A primeira objeção de Gregory, em “Contra Kevin Carson,” é a minha asserção de que os lucros das grandes corporações são desproporcionalmente o resultado de trocas desiguais forçadas pelo estado (monopólios, direitos artificiais de propriedade, barreiras à entrada no mercado etc.).

De imediato, Carson assume a premissa de que os lucros corporativos geralmente resultam de “trocas desiguais forçadas pelo estado.” Certamente trabalhadores e consumidores amiúde enfrentam ônus impostos pelo estado que reduzem suas probabilidades de trocas otimamente benéficas. Significará isso, porém, que os autores dos lucros corporativos beneficiam-se a expensas deles? Não será possível para ambos os lados até em uma transação “desigual” ficarem em pior situação, na margem, por causa do envolvimento do estado, e no entanto ficarem em situação melhor por haver sido feita a troca?

Na maioria dos casos, contudo, não acho ser questão de “ambos os lados” ficarem em pior situação como resultado de intervenção do estado. No caso das corporações dominantes em nossa economia, elas ficam em melhor situação do que teriam ficado numa troca numa economia de livre mercado. Um rent, por definição, é a diferença entre o preço que teria sido incentivo suficiente para o vendedor levar um bem ao mercado e o preço que o consumidor ainda estivesse disposto a pagar pela utilidade líquida de receber o bem. Por definição esse rent, quando resulte de escassez ou barreiras à entrada no mercado forçadas/feitas valer pelo estado tem natureza de exploração.

O que dizer dos muitos empresários que lucram em certo ano e têm grandes prejuízos no outro? Foi a expensas deles que consumidores e trabalhadores tiveram lucro?

Não estou seguro acerca de que relevância terão esses empresários para minha coluna. Não contesto por um minuto haver empresários genuínos no setor competitivo da economia. O que eles têm a ver com a gestão das corporações gigantescas envolvidas nos preços administrados, nos mercados de oligopólio onde duas ou três empresas controlam metade do mercado — e cujo padrão está usualmente mais próximo de enormes lucros em determinado ano, grandes lucros no ano seguinte, e redução de impostos no seguinte — não está claro para mim.

### [Registros de dados]
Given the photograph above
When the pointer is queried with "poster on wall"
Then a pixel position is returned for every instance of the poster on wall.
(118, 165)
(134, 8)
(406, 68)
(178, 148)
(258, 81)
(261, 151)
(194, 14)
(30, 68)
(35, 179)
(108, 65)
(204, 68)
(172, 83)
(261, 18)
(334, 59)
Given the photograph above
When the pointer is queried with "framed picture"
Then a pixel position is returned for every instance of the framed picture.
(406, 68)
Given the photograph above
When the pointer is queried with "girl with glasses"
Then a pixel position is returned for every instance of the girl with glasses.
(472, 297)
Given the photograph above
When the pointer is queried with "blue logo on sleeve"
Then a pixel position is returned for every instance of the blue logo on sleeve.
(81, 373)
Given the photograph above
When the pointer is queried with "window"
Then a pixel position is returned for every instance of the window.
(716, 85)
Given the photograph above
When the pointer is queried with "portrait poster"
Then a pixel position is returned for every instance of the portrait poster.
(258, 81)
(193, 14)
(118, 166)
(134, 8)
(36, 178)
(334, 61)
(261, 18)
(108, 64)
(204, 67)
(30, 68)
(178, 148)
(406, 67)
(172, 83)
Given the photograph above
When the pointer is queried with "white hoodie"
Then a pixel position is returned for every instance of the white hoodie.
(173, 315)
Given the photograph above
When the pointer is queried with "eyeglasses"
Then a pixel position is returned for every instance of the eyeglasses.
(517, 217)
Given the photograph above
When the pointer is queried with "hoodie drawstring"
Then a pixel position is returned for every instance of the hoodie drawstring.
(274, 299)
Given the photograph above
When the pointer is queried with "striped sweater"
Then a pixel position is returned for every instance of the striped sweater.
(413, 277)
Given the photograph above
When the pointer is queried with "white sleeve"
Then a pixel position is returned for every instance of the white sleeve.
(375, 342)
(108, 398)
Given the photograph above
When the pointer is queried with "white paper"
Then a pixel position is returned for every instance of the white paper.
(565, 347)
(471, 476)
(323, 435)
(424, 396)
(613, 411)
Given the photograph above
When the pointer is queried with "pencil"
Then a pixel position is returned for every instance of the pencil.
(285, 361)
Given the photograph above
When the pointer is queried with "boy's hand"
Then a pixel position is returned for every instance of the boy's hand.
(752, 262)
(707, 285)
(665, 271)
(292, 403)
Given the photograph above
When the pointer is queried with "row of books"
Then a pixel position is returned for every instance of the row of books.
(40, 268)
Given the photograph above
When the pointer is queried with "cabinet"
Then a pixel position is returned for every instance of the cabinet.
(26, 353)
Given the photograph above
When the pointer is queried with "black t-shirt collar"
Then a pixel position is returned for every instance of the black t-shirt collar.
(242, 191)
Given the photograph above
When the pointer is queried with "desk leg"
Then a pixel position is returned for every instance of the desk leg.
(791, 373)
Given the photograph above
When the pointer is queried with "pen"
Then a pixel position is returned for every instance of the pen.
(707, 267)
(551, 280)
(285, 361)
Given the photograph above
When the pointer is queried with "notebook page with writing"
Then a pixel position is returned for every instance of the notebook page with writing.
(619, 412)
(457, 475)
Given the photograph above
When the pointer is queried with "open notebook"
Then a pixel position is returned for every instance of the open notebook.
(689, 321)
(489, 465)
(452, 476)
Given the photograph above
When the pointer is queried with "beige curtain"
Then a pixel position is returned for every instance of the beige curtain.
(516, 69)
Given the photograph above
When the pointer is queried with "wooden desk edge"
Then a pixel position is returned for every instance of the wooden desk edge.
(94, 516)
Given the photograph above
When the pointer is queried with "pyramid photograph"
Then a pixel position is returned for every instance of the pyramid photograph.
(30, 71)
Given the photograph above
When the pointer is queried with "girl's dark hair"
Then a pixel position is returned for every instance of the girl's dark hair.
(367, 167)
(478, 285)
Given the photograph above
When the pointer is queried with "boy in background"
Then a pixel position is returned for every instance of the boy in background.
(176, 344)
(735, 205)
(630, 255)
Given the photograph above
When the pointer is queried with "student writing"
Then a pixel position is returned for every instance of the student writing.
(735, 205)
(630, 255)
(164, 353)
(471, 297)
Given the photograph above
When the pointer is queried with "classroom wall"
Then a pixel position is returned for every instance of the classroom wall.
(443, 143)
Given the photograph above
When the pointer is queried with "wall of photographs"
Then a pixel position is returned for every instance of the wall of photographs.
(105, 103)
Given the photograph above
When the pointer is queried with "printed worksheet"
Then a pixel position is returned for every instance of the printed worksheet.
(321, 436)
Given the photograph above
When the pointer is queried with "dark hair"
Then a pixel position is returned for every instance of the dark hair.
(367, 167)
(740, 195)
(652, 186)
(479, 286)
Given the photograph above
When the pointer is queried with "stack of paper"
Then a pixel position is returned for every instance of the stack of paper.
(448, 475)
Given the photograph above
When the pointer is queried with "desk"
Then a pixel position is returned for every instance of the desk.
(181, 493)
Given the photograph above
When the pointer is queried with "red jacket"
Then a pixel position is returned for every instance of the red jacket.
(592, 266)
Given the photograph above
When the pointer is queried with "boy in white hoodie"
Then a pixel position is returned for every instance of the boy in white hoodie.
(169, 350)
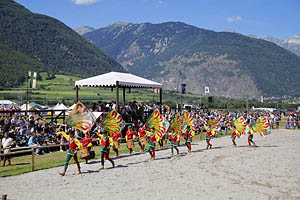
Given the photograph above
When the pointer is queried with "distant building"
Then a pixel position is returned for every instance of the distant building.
(6, 102)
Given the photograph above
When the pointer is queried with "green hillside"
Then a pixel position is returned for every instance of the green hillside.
(51, 42)
(231, 64)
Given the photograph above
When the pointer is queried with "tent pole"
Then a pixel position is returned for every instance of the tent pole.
(117, 96)
(160, 100)
(124, 96)
(76, 93)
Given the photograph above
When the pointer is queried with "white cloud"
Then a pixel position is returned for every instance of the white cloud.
(234, 19)
(85, 2)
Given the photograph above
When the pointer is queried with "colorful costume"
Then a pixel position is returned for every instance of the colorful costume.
(188, 135)
(105, 142)
(237, 128)
(233, 134)
(261, 126)
(142, 138)
(153, 138)
(116, 141)
(250, 138)
(174, 139)
(209, 133)
(129, 139)
(86, 145)
(72, 152)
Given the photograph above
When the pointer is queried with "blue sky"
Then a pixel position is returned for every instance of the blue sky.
(279, 18)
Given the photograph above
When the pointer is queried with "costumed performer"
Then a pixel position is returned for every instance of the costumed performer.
(74, 145)
(105, 142)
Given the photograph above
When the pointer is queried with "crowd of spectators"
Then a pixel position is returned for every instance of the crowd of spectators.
(34, 131)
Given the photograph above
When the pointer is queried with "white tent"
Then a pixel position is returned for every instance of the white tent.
(59, 106)
(30, 107)
(73, 106)
(6, 102)
(70, 109)
(124, 79)
(118, 80)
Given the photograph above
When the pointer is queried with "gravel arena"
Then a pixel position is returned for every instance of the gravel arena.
(270, 171)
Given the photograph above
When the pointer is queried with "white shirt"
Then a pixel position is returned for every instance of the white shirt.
(6, 142)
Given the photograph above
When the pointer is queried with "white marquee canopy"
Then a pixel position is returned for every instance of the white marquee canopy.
(118, 80)
(124, 80)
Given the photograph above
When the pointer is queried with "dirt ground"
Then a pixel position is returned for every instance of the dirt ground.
(270, 171)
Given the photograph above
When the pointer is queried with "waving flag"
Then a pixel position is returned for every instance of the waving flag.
(113, 122)
(81, 118)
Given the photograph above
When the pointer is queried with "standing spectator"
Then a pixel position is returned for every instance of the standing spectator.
(287, 122)
(6, 143)
(33, 143)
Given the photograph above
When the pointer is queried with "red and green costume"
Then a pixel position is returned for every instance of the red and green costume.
(105, 141)
(153, 138)
(142, 134)
(208, 136)
(87, 143)
(188, 139)
(74, 144)
(250, 138)
(129, 137)
(116, 138)
(174, 139)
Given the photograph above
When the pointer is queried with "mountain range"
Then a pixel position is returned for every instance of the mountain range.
(44, 44)
(231, 64)
(291, 44)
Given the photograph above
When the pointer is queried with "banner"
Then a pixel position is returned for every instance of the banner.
(81, 118)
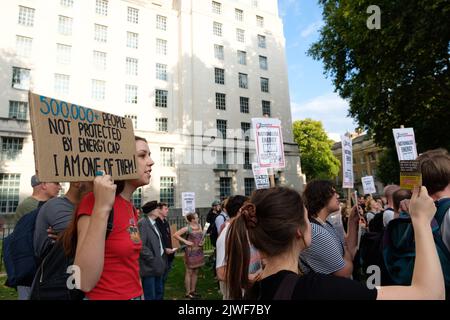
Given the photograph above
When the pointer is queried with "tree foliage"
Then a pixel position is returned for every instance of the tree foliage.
(396, 75)
(317, 160)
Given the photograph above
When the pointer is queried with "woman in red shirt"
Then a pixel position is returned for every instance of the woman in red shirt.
(109, 267)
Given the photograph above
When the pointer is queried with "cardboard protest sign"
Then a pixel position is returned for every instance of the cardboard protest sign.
(261, 177)
(405, 143)
(410, 175)
(187, 202)
(72, 143)
(269, 142)
(368, 185)
(347, 162)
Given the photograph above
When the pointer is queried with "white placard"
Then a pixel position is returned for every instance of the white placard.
(347, 162)
(269, 142)
(261, 177)
(187, 202)
(368, 185)
(405, 142)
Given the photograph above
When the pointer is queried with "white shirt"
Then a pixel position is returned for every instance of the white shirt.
(153, 223)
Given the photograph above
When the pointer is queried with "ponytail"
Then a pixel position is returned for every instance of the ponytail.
(237, 257)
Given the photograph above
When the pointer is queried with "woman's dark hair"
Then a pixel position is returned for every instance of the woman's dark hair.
(271, 228)
(317, 194)
(69, 237)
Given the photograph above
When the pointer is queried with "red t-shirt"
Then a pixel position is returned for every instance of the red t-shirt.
(120, 277)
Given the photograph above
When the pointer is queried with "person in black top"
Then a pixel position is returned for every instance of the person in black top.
(164, 228)
(276, 222)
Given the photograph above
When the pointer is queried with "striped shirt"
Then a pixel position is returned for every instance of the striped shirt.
(326, 253)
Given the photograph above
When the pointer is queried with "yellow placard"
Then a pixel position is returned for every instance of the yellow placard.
(72, 142)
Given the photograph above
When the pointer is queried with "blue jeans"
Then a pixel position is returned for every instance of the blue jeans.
(165, 276)
(153, 288)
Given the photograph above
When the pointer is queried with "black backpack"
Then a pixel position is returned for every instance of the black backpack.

### [Objetivos]
**A)** Copie do trecho sobre lucros corporativos a parte que começa em "Na maioria dos" e termina em "natureza de exploração.".
**B)** Que exemplos de trocas desiguais forçadas pelo estado aparecem entre parênteses no trecho sobre lucros corporativos?
Os dados não têm papel algum nesta atividade.

### [Soluções]
**A)**
Na maioria dos casos, contudo, não acho ser questão de “ambos os lados” ficarem em pior situação como resultado de intervenção do estado. No caso das corporações dominantes em nossa economia, elas ficam em melhor situação do que teriam ficado numa troca numa economia de livre mercado. Um rent, por definição, é a diferença entre o preço que teria sido incentivo suficiente para o vendedor levar um bem ao mercado e o preço que o consumidor ainda estivesse disposto a pagar pela utilidade líquida de receber o bem. Por definição esse rent, quando resulte de escassez ou barreiras à entrada no mercado forçadas/feitas valer pelo estado tem natureza de exploração.

**B)** Monopólios, direitos artificiais de propriedade e barreiras à entrada no mercado.